In 1886, Københavns Præstekonvent decided to build a new church in the Rantzausgade/Kapelvej neighbourhood of Nørrebro. Further work with realizing the project was placed in the hands of a commission headed by provost Conrad Rothe and mayor Hans Hansen. The city donated a corner of the old cholera cemetery adjacent to Assistens Cemetery for the project. Funding for construction of the church building came partly from the city and partly from fund-raising among private citizens. One of the largest contributors was coffee wholesaler Gamél but also many local craftsmen made donations. The name was selected in 1887 and was inspired by the location at the end of the Korsgade (Cross Street), whose name had in turn been selected because it crossed Blågårdsgade.

The architect Hermann Baagøe Storck (1839-1922) was charged with designing the church. He presented his first design proposal to the committee in 1887 and the final design was approved in 1888. The most significant change was the windows. The building was constructed by master mason Christian Wilhelm Rask Licht's company C. Licht. The church was inaugurated on 19 January 1890 in the presence of members of the royal family.

### Using the information:
1. According to the passage about the church, in what year was the final design approved?
2. Retype the passage about the church between "The architect Hermann" and "the royal family.", inclusive.
The entries that come next are separate material and have no connection to the passage about the church.

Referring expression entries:
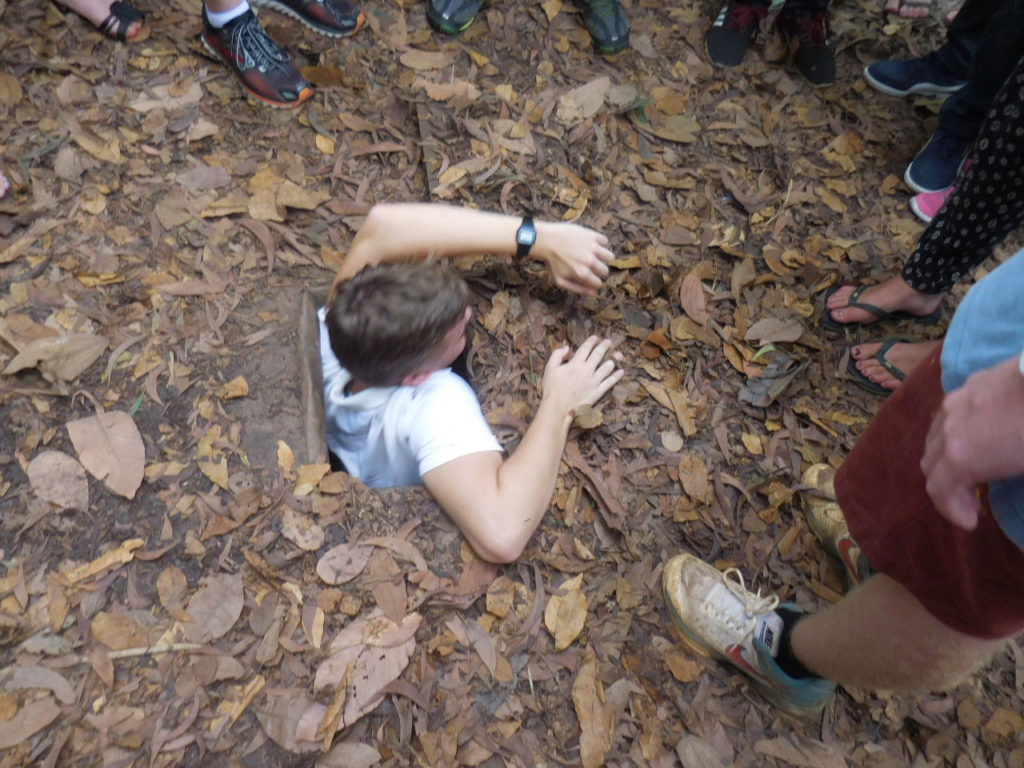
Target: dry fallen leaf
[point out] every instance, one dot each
(59, 479)
(693, 476)
(172, 587)
(215, 608)
(301, 530)
(692, 299)
(343, 563)
(59, 358)
(109, 444)
(595, 715)
(566, 612)
(30, 720)
(118, 631)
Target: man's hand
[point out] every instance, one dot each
(577, 257)
(581, 380)
(977, 436)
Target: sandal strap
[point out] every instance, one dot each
(884, 361)
(878, 311)
(121, 17)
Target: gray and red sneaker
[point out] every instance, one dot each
(264, 69)
(811, 44)
(732, 33)
(333, 17)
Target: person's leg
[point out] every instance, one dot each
(888, 364)
(995, 27)
(964, 33)
(879, 636)
(893, 295)
(987, 202)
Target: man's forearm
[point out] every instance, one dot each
(403, 231)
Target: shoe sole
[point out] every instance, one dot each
(932, 89)
(289, 11)
(908, 180)
(304, 95)
(920, 213)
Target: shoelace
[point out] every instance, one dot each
(813, 29)
(742, 15)
(739, 615)
(251, 40)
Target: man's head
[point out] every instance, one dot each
(392, 323)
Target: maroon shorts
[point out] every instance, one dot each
(972, 581)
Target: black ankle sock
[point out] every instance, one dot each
(786, 659)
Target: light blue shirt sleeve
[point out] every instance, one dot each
(988, 328)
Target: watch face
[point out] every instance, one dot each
(526, 235)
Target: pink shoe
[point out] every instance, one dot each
(927, 205)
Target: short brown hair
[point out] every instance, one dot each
(386, 321)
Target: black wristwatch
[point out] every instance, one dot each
(525, 237)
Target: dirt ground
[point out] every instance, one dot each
(222, 599)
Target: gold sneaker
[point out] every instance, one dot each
(825, 519)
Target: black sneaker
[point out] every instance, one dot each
(936, 165)
(263, 68)
(332, 17)
(733, 31)
(925, 75)
(606, 25)
(811, 43)
(452, 16)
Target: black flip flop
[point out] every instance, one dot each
(881, 315)
(862, 381)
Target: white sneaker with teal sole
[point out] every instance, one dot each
(718, 616)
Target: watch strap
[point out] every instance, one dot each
(522, 249)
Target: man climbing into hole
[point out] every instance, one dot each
(396, 414)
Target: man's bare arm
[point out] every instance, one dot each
(577, 256)
(498, 505)
(977, 436)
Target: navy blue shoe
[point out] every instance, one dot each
(926, 75)
(452, 16)
(606, 24)
(936, 165)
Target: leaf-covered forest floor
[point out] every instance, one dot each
(157, 242)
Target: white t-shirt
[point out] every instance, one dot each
(393, 435)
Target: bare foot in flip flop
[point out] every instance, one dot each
(893, 299)
(908, 8)
(887, 364)
(118, 19)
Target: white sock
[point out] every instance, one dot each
(769, 631)
(219, 19)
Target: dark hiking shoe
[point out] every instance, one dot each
(452, 16)
(814, 52)
(606, 24)
(925, 75)
(936, 165)
(333, 17)
(263, 69)
(733, 31)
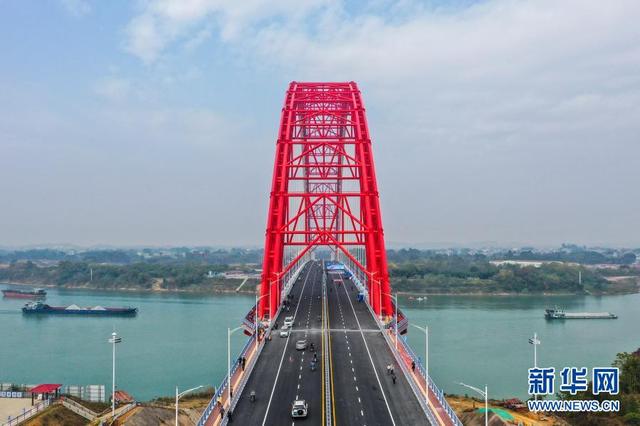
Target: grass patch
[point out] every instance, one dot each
(57, 415)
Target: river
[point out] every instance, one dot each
(180, 339)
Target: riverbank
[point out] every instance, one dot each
(245, 290)
(469, 409)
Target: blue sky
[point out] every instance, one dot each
(153, 122)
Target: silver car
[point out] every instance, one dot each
(299, 408)
(285, 331)
(288, 322)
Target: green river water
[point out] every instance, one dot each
(181, 339)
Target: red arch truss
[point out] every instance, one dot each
(324, 190)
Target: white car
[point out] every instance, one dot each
(299, 408)
(288, 322)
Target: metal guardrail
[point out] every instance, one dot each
(223, 386)
(325, 352)
(27, 414)
(432, 386)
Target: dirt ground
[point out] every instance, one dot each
(465, 406)
(57, 415)
(152, 416)
(13, 407)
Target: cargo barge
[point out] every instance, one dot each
(37, 293)
(552, 314)
(42, 308)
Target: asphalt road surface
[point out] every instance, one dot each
(283, 373)
(362, 392)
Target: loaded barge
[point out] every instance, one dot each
(38, 293)
(42, 308)
(556, 313)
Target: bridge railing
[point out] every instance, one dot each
(214, 406)
(409, 351)
(432, 386)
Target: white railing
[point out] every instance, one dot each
(124, 411)
(79, 409)
(219, 392)
(434, 389)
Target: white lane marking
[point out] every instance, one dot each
(284, 351)
(371, 359)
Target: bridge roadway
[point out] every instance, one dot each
(362, 391)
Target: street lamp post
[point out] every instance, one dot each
(115, 339)
(180, 395)
(426, 360)
(535, 342)
(255, 316)
(395, 297)
(229, 333)
(485, 394)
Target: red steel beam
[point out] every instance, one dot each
(324, 189)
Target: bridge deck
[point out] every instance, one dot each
(362, 392)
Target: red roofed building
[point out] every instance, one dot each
(123, 397)
(45, 391)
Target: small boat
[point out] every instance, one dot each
(553, 314)
(42, 308)
(37, 293)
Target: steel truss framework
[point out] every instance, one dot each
(324, 190)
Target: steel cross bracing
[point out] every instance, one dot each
(324, 190)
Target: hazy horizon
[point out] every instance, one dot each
(153, 123)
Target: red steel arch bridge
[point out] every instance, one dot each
(325, 335)
(324, 191)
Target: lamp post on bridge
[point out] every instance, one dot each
(395, 312)
(114, 340)
(180, 395)
(535, 342)
(485, 394)
(229, 333)
(255, 315)
(426, 360)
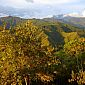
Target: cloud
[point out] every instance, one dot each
(54, 1)
(30, 1)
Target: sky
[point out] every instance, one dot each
(40, 8)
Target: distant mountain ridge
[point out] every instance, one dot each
(73, 19)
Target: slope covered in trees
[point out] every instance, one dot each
(42, 52)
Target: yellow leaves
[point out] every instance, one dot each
(76, 46)
(79, 77)
(44, 77)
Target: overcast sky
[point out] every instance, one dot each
(40, 8)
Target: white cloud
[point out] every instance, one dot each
(28, 3)
(54, 1)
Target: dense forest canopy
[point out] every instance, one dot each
(41, 52)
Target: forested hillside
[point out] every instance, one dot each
(41, 52)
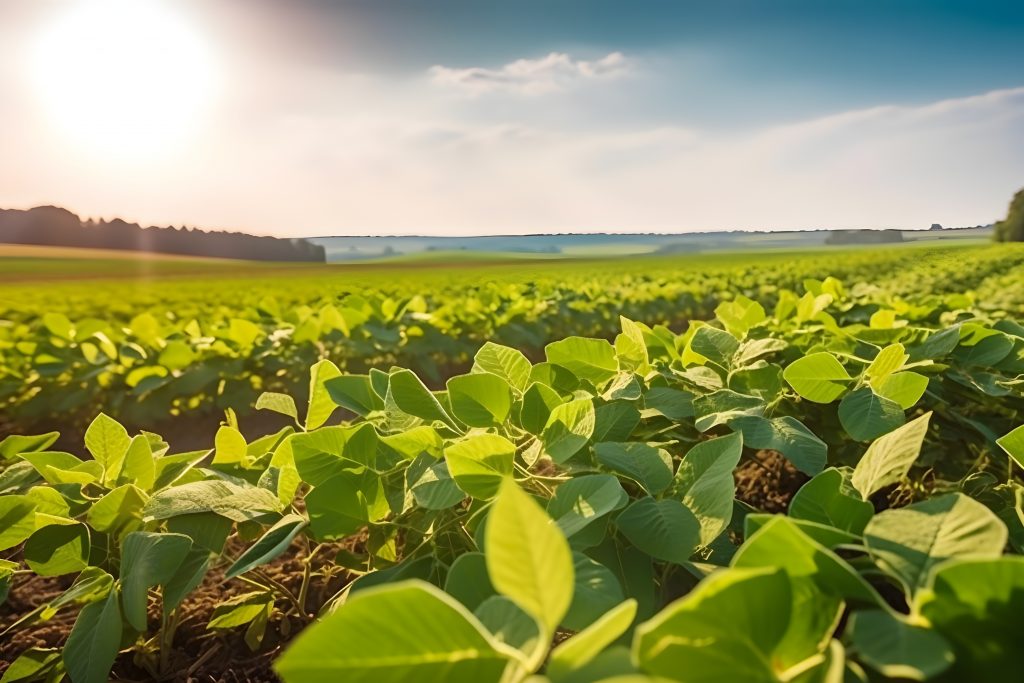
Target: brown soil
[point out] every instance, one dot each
(199, 655)
(768, 481)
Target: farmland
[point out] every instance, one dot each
(783, 465)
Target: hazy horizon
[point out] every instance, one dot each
(317, 119)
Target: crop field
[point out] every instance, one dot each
(784, 465)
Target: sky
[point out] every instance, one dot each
(314, 118)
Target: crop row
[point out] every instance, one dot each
(576, 517)
(174, 348)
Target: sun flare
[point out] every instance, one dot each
(123, 77)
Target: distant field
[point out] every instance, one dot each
(30, 262)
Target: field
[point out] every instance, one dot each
(784, 464)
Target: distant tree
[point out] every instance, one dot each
(1011, 228)
(55, 226)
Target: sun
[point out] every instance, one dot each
(123, 77)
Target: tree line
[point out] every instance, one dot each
(1011, 228)
(58, 227)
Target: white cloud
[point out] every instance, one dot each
(555, 72)
(300, 153)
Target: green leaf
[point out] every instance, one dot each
(436, 639)
(107, 440)
(889, 458)
(509, 364)
(34, 665)
(1013, 443)
(910, 541)
(615, 421)
(189, 574)
(57, 549)
(597, 590)
(117, 509)
(720, 407)
(720, 631)
(237, 502)
(321, 406)
(273, 543)
(714, 344)
(977, 606)
(819, 377)
(568, 429)
(740, 314)
(886, 363)
(355, 393)
(94, 641)
(413, 397)
(787, 435)
(665, 529)
(7, 569)
(279, 402)
(706, 485)
(667, 402)
(346, 503)
(241, 610)
(432, 485)
(648, 466)
(865, 415)
(176, 355)
(538, 402)
(591, 359)
(903, 388)
(207, 529)
(631, 348)
(17, 519)
(780, 543)
(896, 648)
(830, 499)
(147, 560)
(585, 499)
(581, 649)
(138, 466)
(479, 464)
(480, 399)
(528, 558)
(468, 581)
(229, 446)
(511, 626)
(330, 451)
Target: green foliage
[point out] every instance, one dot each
(588, 501)
(1011, 228)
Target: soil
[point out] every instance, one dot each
(199, 654)
(768, 481)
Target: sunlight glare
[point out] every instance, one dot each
(123, 77)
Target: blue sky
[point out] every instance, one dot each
(455, 117)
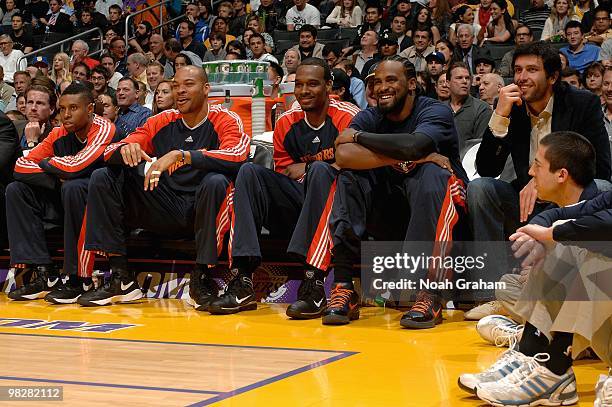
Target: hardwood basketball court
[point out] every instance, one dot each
(164, 353)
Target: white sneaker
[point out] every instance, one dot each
(603, 391)
(499, 330)
(531, 384)
(484, 310)
(505, 364)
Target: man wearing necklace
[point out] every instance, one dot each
(50, 184)
(185, 192)
(294, 200)
(536, 104)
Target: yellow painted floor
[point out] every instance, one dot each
(177, 356)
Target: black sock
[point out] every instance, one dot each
(118, 263)
(246, 265)
(560, 349)
(532, 341)
(343, 260)
(318, 274)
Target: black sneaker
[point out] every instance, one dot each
(238, 296)
(44, 280)
(343, 306)
(202, 290)
(121, 287)
(425, 313)
(311, 300)
(69, 292)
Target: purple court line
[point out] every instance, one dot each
(118, 386)
(219, 395)
(261, 383)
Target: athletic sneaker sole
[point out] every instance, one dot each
(542, 402)
(304, 315)
(335, 319)
(410, 324)
(62, 300)
(234, 310)
(132, 296)
(30, 297)
(570, 399)
(466, 388)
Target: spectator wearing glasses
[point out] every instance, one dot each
(10, 58)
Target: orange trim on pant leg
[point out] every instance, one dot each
(319, 252)
(455, 195)
(224, 217)
(86, 258)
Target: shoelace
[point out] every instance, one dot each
(340, 296)
(502, 361)
(506, 334)
(522, 373)
(423, 302)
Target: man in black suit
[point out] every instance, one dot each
(536, 104)
(55, 20)
(466, 51)
(9, 151)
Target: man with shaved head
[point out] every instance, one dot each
(490, 84)
(184, 193)
(401, 178)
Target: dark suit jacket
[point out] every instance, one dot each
(9, 149)
(573, 110)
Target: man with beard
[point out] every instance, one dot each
(471, 115)
(384, 157)
(80, 49)
(22, 40)
(99, 79)
(200, 148)
(536, 104)
(490, 84)
(40, 106)
(293, 201)
(308, 45)
(131, 114)
(606, 89)
(143, 34)
(51, 185)
(185, 31)
(523, 35)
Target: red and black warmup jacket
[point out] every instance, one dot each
(296, 141)
(217, 144)
(61, 155)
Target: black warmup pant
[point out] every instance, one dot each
(287, 208)
(29, 208)
(119, 203)
(388, 205)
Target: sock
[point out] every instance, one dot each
(532, 341)
(343, 264)
(51, 271)
(246, 265)
(118, 263)
(318, 274)
(560, 351)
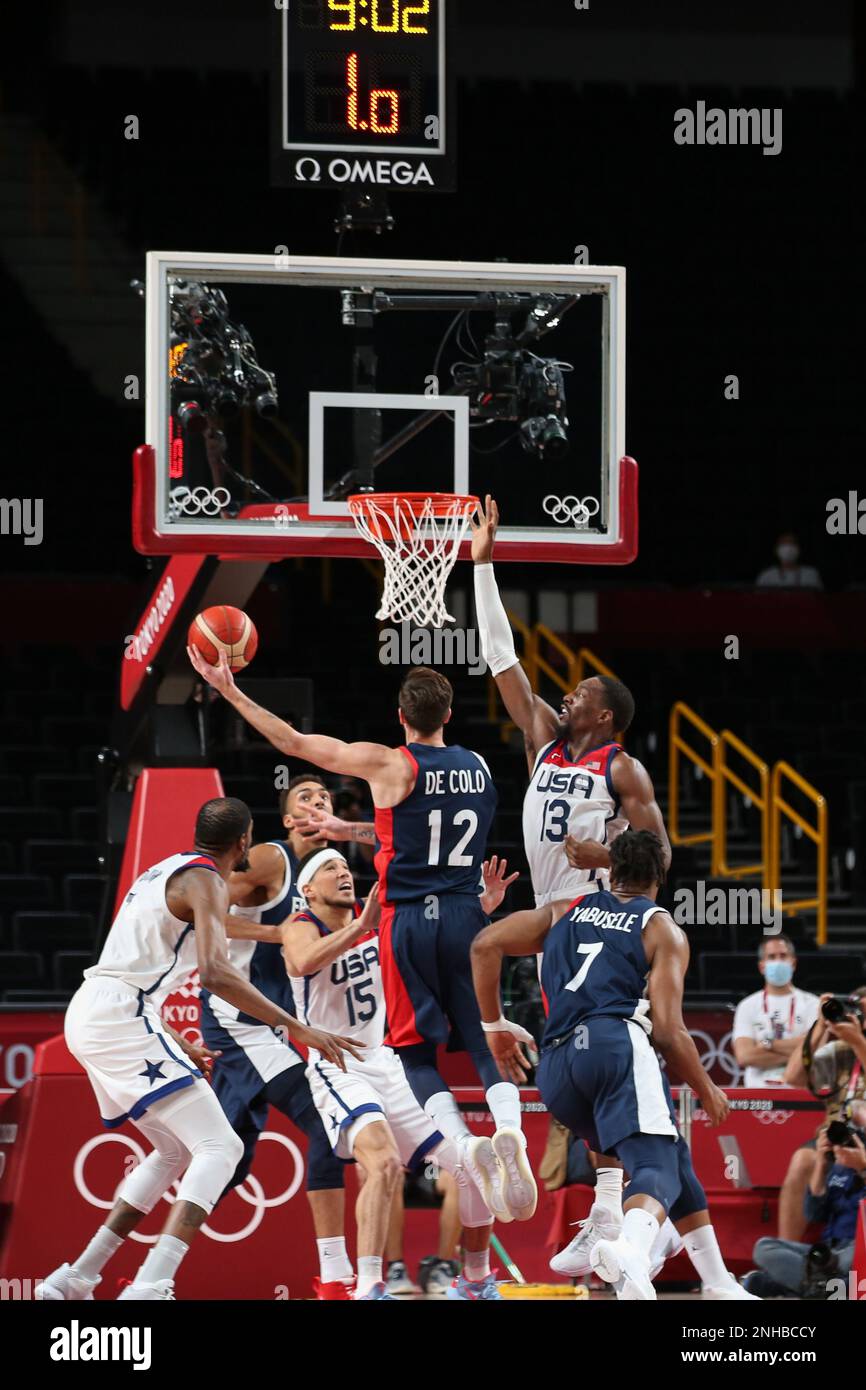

### Outputs by task:
1. 1888

2.
The architect Hermann Baagøe Storck (1839-1922) was charged with designing the church. He presented his first design proposal to the committee in 1887 and the final design was approved in 1888. The most significant change was the windows. The building was constructed by master mason Christian Wilhelm Rask Licht's company C. Licht. The church was inaugurated on 19 January 1890 in the presence of members of the royal family.